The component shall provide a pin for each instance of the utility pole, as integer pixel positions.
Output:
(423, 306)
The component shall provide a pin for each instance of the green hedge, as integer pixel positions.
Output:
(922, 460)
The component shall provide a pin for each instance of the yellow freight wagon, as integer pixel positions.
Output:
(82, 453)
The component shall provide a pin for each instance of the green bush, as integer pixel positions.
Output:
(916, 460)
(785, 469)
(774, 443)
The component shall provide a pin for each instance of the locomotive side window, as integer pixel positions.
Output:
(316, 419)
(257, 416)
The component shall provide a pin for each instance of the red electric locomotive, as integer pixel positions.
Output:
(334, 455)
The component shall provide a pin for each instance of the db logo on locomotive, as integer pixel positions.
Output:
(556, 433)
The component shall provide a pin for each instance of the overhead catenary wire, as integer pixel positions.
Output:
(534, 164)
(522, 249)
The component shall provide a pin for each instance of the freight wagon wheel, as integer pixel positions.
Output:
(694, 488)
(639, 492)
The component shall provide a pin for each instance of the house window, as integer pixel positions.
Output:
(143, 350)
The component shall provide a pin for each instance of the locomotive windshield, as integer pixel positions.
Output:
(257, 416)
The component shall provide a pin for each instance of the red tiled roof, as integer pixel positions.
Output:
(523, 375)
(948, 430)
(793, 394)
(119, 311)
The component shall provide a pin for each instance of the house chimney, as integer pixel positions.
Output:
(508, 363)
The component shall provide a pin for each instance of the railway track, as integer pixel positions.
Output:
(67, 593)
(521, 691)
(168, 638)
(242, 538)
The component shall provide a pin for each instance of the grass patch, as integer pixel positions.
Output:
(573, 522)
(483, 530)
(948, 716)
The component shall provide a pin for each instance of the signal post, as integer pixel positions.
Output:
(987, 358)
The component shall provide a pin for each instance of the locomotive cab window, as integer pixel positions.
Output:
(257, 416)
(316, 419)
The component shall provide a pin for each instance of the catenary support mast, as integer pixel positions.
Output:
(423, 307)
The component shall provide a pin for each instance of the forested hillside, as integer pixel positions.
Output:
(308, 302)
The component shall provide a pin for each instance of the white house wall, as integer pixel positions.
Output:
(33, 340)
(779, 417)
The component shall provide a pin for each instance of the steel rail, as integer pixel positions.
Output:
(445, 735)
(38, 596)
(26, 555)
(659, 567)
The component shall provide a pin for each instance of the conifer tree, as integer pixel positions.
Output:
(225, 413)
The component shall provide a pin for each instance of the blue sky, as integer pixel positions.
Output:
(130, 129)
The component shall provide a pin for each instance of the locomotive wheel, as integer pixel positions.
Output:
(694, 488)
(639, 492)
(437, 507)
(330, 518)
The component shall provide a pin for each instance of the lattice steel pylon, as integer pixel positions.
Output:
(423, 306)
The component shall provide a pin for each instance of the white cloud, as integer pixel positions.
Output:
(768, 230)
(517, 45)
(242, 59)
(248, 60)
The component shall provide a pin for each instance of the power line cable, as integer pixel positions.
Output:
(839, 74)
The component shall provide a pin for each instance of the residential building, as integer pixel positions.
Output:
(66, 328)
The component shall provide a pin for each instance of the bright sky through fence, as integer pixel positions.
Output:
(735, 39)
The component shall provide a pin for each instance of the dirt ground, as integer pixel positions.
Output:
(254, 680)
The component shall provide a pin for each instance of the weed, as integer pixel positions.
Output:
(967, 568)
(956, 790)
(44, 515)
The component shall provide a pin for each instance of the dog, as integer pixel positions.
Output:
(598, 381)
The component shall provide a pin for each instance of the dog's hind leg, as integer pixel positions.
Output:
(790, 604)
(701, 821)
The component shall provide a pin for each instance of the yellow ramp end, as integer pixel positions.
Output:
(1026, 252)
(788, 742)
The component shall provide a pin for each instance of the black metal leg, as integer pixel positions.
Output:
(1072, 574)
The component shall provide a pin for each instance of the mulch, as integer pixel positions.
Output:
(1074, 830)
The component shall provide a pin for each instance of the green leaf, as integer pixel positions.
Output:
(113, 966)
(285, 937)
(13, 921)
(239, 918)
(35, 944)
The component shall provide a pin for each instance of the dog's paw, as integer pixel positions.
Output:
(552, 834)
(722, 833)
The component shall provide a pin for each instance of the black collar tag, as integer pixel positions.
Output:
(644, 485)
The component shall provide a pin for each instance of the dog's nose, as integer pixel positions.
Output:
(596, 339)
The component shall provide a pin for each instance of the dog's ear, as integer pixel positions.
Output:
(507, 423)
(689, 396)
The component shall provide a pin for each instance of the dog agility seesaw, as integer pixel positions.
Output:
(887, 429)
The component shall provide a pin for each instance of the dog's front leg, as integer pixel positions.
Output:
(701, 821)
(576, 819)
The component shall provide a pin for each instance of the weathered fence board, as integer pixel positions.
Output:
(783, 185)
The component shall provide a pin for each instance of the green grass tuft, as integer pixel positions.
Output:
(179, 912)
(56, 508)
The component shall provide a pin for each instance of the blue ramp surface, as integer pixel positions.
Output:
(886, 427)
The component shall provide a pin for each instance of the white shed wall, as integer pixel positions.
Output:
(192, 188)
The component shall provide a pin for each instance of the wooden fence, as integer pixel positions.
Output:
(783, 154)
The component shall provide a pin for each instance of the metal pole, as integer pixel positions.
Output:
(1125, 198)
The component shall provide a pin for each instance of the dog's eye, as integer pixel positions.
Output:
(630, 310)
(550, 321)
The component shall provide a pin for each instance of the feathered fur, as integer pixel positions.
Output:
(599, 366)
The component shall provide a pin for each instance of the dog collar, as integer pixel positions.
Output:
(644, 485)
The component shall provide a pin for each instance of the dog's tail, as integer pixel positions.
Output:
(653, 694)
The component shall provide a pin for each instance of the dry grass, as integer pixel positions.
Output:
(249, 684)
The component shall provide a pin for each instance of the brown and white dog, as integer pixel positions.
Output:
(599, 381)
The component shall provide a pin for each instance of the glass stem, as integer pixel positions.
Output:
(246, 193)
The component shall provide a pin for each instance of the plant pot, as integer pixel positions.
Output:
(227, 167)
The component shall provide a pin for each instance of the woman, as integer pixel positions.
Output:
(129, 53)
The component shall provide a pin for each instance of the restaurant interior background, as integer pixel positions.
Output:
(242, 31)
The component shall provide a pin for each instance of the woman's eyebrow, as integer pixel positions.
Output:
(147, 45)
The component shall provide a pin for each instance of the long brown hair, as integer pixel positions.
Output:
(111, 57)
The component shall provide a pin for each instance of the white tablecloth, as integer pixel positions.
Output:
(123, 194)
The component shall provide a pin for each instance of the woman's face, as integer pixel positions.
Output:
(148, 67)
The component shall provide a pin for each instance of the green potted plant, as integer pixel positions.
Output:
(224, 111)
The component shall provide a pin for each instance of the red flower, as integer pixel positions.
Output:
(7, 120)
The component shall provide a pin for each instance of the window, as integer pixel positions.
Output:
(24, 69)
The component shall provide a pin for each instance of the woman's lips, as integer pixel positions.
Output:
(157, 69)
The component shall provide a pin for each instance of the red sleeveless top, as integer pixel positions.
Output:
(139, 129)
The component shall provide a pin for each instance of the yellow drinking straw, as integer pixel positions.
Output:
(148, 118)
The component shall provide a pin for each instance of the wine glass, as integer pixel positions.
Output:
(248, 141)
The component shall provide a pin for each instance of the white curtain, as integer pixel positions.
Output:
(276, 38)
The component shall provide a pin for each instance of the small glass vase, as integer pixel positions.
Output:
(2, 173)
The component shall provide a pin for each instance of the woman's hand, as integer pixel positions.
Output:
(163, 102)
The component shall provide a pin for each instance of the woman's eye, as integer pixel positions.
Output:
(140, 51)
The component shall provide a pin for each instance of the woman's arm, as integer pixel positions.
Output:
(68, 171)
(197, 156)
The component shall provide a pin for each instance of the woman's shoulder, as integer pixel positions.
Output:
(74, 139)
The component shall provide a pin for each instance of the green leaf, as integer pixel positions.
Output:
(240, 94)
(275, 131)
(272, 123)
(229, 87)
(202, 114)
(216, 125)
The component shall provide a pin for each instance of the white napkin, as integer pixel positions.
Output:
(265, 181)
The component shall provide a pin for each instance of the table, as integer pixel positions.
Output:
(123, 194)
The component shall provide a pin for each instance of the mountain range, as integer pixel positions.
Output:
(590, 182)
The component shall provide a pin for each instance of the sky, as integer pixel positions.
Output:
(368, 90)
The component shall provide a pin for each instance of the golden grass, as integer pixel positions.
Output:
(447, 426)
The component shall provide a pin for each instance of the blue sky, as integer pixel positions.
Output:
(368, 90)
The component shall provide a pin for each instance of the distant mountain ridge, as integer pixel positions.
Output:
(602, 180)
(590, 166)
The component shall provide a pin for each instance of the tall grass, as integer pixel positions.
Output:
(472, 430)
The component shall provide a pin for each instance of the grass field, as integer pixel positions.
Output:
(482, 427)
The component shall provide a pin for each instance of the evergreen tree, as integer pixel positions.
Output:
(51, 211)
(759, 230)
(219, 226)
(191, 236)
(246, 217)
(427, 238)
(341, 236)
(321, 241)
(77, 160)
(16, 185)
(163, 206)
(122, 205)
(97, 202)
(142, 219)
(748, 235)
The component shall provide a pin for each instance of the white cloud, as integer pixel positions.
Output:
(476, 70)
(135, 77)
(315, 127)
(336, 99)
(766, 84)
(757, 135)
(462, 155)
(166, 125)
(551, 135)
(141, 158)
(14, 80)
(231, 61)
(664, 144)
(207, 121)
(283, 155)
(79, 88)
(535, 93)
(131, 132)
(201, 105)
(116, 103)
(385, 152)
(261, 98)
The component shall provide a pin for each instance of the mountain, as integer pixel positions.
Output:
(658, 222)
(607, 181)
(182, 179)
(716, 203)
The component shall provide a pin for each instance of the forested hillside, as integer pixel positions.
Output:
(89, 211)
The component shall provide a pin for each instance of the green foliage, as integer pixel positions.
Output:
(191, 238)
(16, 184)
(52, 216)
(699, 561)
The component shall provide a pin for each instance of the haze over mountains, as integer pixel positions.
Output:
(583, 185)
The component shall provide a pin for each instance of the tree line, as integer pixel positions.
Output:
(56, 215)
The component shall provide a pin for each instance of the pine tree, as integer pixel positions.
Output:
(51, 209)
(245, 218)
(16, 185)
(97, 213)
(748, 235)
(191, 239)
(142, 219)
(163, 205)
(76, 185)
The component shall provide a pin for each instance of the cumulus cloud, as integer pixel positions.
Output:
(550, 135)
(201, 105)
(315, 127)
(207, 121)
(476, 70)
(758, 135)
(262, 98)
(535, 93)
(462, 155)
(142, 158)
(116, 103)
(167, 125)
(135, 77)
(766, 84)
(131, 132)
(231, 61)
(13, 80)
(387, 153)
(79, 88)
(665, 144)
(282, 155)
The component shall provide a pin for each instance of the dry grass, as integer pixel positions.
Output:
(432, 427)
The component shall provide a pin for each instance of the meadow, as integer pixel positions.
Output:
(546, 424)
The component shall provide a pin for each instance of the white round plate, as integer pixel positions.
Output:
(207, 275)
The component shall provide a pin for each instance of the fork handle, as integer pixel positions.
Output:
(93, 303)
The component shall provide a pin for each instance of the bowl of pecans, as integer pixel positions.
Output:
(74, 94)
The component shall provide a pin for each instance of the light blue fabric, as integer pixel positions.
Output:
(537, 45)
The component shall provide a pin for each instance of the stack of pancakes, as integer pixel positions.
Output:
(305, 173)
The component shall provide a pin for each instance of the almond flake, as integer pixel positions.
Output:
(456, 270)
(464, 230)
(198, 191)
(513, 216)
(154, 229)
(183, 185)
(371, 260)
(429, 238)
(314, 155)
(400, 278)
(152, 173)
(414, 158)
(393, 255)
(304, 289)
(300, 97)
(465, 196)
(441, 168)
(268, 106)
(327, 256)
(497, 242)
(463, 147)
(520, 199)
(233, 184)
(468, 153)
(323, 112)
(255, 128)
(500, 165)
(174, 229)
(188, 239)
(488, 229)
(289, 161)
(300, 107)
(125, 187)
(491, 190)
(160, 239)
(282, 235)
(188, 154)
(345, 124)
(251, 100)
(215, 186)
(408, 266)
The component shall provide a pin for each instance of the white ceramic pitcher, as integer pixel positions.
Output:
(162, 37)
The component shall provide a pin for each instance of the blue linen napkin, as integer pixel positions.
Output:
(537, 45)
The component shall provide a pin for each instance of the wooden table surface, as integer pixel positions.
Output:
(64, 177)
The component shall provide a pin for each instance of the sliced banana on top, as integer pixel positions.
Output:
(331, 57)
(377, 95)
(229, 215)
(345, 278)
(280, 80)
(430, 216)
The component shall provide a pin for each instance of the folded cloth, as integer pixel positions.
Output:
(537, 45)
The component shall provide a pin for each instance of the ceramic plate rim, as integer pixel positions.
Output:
☆ ☆ ☆ ☆ ☆ ☆ ☆
The required output is the set of lines from the first line of the data through the line that contains "patch, as integer pixel positions.", transcribed exactly.

The component shall provide a pin for each instance of the utility pole, as integer pixel positions.
Output:
(423, 306)
The component shall provide a pin for each instance of the green hedge, as integer pixel positions.
Output:
(922, 460)
The component shall provide a pin for each instance of the yellow freight wagon, as integer pixel positions.
Output:
(82, 453)
The component shall provide a pin for each instance of the green bush, as integer pixel positions.
Output:
(916, 460)
(785, 469)
(774, 443)
The component shall provide a pin for each instance of the locomotive side window, as integer pixel positions.
Output:
(316, 419)
(257, 416)
The component shall provide a pin for each instance of the red electric locomotive, as integer pixel positions.
Output:
(334, 455)
The component shall provide a pin for each instance of the db logo on locomotive, as integer pixel positions.
Output:
(556, 433)
The component shall provide a pin for each instance of the overhead catenary wire, as integer pixel positions.
Output:
(534, 164)
(522, 249)
The component shall provide a pin for each instance of the freight wagon wheel, as integer pixel positions.
Output:
(694, 488)
(639, 492)
The component shall provide a pin for each instance of the house window, as integer pixel positions.
Output:
(143, 350)
The component shall provide a pin for each instance of the locomotive windshield, as integer pixel positions.
Output:
(257, 416)
The component shall provide a pin for each instance of the red tiled roof, as integer pixel positions.
Output:
(523, 375)
(948, 430)
(793, 394)
(119, 311)
The component shall provide a pin for each instance of the house chimney, as integer pixel positions.
Output:
(508, 363)
The component shall provide a pin for each instance of the railway track, as integer pixel positions.
Output:
(67, 593)
(521, 691)
(168, 638)
(242, 538)
The component shall provide a pin for each instance of the grass patch, as integer pixel positions.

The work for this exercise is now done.